SET TASK: Can you return every line of the data verbatim, from the very beginning through the line holding "M172 26L173 35L210", that line included, with the pictures left out?

MATERIAL PROVIDED:
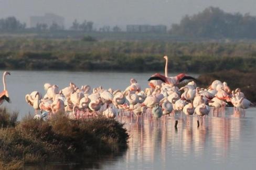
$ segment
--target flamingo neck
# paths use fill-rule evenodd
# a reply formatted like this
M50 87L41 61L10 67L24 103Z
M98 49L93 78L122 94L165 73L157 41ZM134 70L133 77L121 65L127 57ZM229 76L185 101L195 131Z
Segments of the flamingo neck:
M4 84L4 90L6 90L6 83L5 82L5 74L3 76L3 83Z
M166 59L165 62L165 74L166 77L168 77L168 58Z

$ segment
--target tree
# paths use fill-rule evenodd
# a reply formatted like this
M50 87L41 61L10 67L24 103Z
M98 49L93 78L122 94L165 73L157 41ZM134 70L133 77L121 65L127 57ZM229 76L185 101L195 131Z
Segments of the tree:
M115 26L113 27L113 32L120 32L121 31L121 29L120 27L119 27L118 26Z
M0 19L0 31L12 31L23 30L26 28L26 24L22 24L15 17L9 17Z
M56 22L52 22L52 24L50 26L50 30L59 30L63 29L63 27L58 25Z
M77 19L73 22L72 25L70 28L74 30L78 30L79 29L79 23L77 21Z
M172 26L173 35L210 38L256 38L256 17L249 14L225 12L210 7L202 12L182 18L179 24Z

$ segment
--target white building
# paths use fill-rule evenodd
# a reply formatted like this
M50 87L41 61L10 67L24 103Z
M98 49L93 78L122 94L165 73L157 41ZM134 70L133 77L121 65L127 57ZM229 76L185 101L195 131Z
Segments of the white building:
M149 25L128 25L126 26L128 32L155 32L166 33L167 27L163 25L151 26Z

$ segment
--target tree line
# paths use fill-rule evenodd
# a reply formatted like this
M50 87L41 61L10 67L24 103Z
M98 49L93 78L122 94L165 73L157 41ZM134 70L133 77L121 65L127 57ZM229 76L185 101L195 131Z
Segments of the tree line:
M15 17L0 19L0 31L32 30L36 31L64 30L65 28L53 22L51 25L38 24L35 28L27 28ZM114 32L122 31L118 26L104 26L97 29L91 21L79 22L75 19L68 29L82 32ZM256 17L239 13L229 13L218 7L209 7L191 16L186 15L179 24L173 24L169 33L174 37L206 39L255 39Z
M256 17L210 7L197 14L186 15L179 24L172 25L170 33L206 38L255 38Z

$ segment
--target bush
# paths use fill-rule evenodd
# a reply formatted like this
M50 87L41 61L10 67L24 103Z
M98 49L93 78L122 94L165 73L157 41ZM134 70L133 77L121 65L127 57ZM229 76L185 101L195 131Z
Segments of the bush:
M103 117L71 120L60 114L44 121L27 117L14 127L0 130L0 166L14 161L82 161L116 153L127 148L129 136L123 126Z
M88 42L94 42L97 41L96 39L90 36L84 36L82 40L83 41L88 41Z

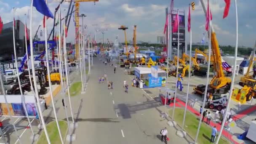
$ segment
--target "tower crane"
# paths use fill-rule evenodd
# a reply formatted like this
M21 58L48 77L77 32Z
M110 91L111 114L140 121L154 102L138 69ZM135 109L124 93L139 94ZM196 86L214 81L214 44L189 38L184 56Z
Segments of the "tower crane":
M71 1L71 0L69 0ZM67 0L67 1L69 1ZM80 2L99 2L99 0L75 0L74 3L75 3L75 56L76 58L78 57L79 53L77 53L79 51L78 50L78 31L79 30L79 7L80 6Z
M126 29L128 29L127 27L124 25L121 25L121 27L118 28L118 29L121 29L124 31L125 33L125 48L126 49L126 56L127 56L127 59L128 59L128 48L127 47L127 40L126 39Z
M206 9L203 0L200 0L203 7L203 9L206 15ZM210 21L210 22L211 22ZM230 88L231 80L230 78L226 77L223 72L221 61L221 56L219 47L219 43L216 37L215 31L213 27L211 25L211 39L212 45L212 53L213 56L213 64L214 71L216 72L216 75L213 77L209 85L199 85L196 87L194 88L194 90L196 93L203 94L205 93L205 90L206 86L208 87L207 92L213 93L227 93Z
M134 62L136 63L136 53L137 53L137 49L138 48L136 45L136 28L137 26L134 25L134 29L133 29L133 47L134 47Z

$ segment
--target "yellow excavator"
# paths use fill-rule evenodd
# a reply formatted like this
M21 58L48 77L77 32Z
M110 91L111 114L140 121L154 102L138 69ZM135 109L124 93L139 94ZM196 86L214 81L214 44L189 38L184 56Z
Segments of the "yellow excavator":
M206 13L205 6L203 0L200 0L203 8L205 14ZM213 27L211 25L211 43L212 45L212 55L213 56L213 64L216 75L212 78L210 84L208 85L207 92L212 94L214 93L226 93L229 90L231 80L226 77L223 72L221 62L221 56L219 47L219 43L215 31ZM203 94L205 93L205 85L199 85L194 88L196 93Z
M179 59L179 62L181 64L180 65L179 65L178 67L178 68L179 69L178 71L181 74L181 75L182 77L184 77L186 76L186 72L189 70L189 64L186 64L186 62L183 60L183 59L178 58L177 56L174 56L174 57L173 58L174 61L173 61L173 63L174 63L176 66L177 66L177 59ZM173 69L173 70L170 72L170 75L176 77L176 70Z
M250 70L253 67L254 59L255 58L255 53L256 50L256 48L254 48L251 54L249 59L250 63L246 73L244 76L241 77L240 79L241 81L239 82L239 85L242 86L246 85L251 87L253 87L256 84L256 80L253 79L253 75L250 75Z
M208 55L207 54L206 54L205 53L203 52L203 51L199 50L199 49L198 49L198 48L196 48L196 49L195 50L195 59L196 60L197 60L197 54L200 53L200 54L202 54L202 55L203 55L203 56L204 56L205 60L205 61L208 61ZM211 63L212 63L213 61L213 56L211 56L211 58L210 58L210 60L211 60Z
M191 60L193 63L192 67L194 68L194 69L199 70L200 67L196 59L195 58L191 57ZM184 61L189 61L189 56L186 53L183 53L182 54L182 60Z
M253 75L250 75L250 70L253 67L256 58L256 45L250 56L250 63L246 73L240 78L239 85L243 87L240 89L235 88L232 93L232 99L242 104L250 101L252 97L256 99L256 80L253 78Z

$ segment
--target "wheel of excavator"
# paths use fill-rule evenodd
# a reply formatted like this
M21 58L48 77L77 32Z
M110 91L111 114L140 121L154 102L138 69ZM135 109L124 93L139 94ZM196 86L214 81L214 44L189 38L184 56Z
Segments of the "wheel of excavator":
M246 95L246 101L250 101L251 99L252 98L251 93L249 92Z

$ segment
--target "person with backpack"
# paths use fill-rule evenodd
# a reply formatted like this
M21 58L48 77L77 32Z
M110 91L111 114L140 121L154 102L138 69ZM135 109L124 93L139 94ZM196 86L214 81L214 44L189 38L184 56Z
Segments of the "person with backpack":
M163 142L163 139L164 139L165 141L165 143L167 144L167 133L168 133L168 131L167 131L167 128L165 128L164 129L162 129L160 131L160 133L162 135L162 138L161 138L161 141Z
M205 115L206 115L206 113L207 113L207 110L206 110L205 111L204 111L203 112L203 119L202 119L202 121L203 122L203 120L205 120Z

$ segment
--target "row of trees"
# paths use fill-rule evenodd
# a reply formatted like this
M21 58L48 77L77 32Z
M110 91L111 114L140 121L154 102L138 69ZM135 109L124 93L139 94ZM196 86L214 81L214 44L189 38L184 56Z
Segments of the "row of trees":
M189 45L188 45L188 48ZM219 46L219 48L224 53L229 54L235 54L235 47L231 45L228 46ZM200 50L203 51L204 49L208 49L208 45L205 45L204 48L203 45L192 45L192 50L195 51L196 48L198 48ZM251 48L238 48L237 53L239 55L241 56L249 56L251 54L253 49Z

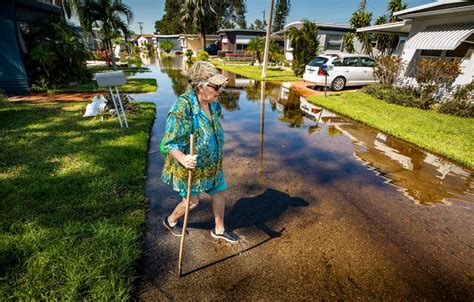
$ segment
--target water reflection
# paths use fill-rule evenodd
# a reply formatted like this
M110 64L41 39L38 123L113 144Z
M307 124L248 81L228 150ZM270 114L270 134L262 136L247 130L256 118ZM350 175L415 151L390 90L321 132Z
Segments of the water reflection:
M175 96L187 87L184 65L179 58L162 57L153 67L171 79ZM301 167L295 173L310 173L308 182L337 179L342 175L338 171L347 169L353 156L418 204L474 201L473 174L469 169L315 106L288 83L263 83L228 72L225 75L231 81L220 97L225 111L223 125L235 130L233 139L240 140L230 141L226 152L243 146L239 154L255 156L258 171L252 172L258 172L256 181L262 183L268 178L266 166ZM159 82L158 93L160 85ZM339 150L348 152L338 153ZM341 159L341 154L351 158ZM282 162L275 163L275 158ZM350 167L357 166L357 161ZM332 165L331 169L327 164Z
M473 177L467 169L359 123L334 117L322 121L330 125L330 135L349 137L357 159L400 187L416 203L474 201Z
M276 118L280 123L290 128L306 129L309 135L319 133L320 140L323 139L320 134L327 135L322 145L332 144L332 139L341 135L348 137L353 142L355 158L386 178L387 182L399 187L418 204L449 203L451 199L474 201L473 177L465 168L315 106L289 85L251 83L244 90L245 95L240 102L246 96L247 101L259 100L262 104L262 92L265 91L265 97L272 111L278 113ZM259 171L262 171L264 118L260 118L260 121Z

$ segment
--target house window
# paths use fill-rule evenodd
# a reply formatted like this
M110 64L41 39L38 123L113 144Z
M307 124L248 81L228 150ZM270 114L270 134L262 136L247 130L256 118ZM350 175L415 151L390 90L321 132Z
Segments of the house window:
M446 58L464 58L472 47L472 44L469 43L461 43L456 49L446 51Z
M342 36L340 36L340 35L328 35L326 37L325 50L340 51L341 46L342 46Z
M246 50L247 49L247 44L236 44L235 49L236 50Z
M371 58L361 57L360 58L360 63L362 64L363 67L374 67L375 66L375 61L372 60Z
M441 57L442 50L437 49L423 49L421 51L422 57Z
M342 66L359 66L359 58L358 57L344 58L342 61Z
M401 56L403 54L403 49L405 48L405 43L407 42L406 37L400 37L398 39L397 49L395 50L395 54Z
M291 47L291 40L286 39L286 50L291 51L293 50L293 47Z

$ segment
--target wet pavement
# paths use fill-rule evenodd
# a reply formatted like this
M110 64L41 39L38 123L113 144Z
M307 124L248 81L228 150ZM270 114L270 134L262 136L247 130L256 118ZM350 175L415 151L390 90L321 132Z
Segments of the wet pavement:
M243 240L215 241L201 202L178 278L179 238L162 219L179 198L160 181L159 143L186 78L176 62L151 68L137 76L157 78L158 92L134 95L157 104L139 300L474 299L472 171L318 111L289 84L228 73L226 225Z

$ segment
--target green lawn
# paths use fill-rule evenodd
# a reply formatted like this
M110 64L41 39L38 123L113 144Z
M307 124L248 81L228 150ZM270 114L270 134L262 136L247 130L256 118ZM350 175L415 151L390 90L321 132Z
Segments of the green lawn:
M474 168L474 119L388 104L362 92L313 96L334 112Z
M0 108L0 300L131 297L155 108L122 130L85 105Z
M144 93L155 92L158 85L156 79L128 79L127 84L119 86L119 91L123 93ZM55 89L54 92L108 92L108 88L99 88L96 81L86 84Z
M92 73L114 71L114 69L109 66L94 66L94 67L89 67L89 70ZM134 75L137 72L151 72L150 68L143 67L143 66L142 67L118 67L118 70L122 70L126 75Z
M250 66L250 65L228 65L232 64L231 62L227 62L224 64L222 61L212 60L212 64L214 64L217 68L228 70L235 74L242 75L244 77L254 79L254 80L265 80L270 82L289 82L289 81L301 81L302 78L296 77L293 75L293 71L291 70L279 70L276 67L269 66L267 68L267 77L264 79L261 77L262 69L258 66Z

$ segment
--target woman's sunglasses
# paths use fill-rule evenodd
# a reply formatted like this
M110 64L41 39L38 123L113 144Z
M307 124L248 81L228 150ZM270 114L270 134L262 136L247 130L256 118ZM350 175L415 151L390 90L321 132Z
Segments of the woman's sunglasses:
M211 84L211 83L207 83L207 86L211 87L216 92L221 92L224 89L224 87L222 85L214 85L214 84Z

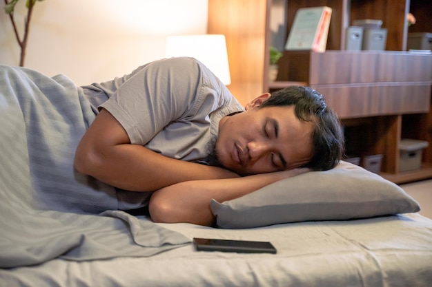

RESPONSE TO THE EXERCISE:
$ segment
--target flamingo neck
# paths use fill-rule evenodd
# a reply formatted like this
M50 87L41 61L10 67L24 103Z
M98 49L93 78L122 94L165 73L157 41ZM134 70L133 77L121 65L127 57ZM229 76L185 101L195 131Z
Segments of the flamingo neck:
M4 84L4 90L6 90L6 83L5 82L5 74L3 76L3 83Z
M166 59L165 62L165 74L166 77L168 77L168 58Z

$ segment
--target tree
# paths use fill-rule evenodd
# a reply formatted like this
M50 87L41 61L10 67L24 103Z
M98 49L93 78L122 94L165 73L157 41ZM134 70L133 77L121 65L127 57ZM229 76L185 101L195 131Z
Segments of the tree:
M115 26L113 27L113 32L120 32L121 31L121 29L120 27L119 27L118 26Z
M0 19L0 31L12 31L23 30L26 28L26 24L22 24L15 17L9 17Z
M56 22L52 22L52 24L50 26L50 30L59 30L63 29L63 27L58 25Z
M77 19L73 22L72 25L70 28L74 30L78 30L79 29L79 23L77 21Z
M172 26L173 35L210 38L256 38L256 17L249 14L225 12L210 7L202 12L182 18L179 24Z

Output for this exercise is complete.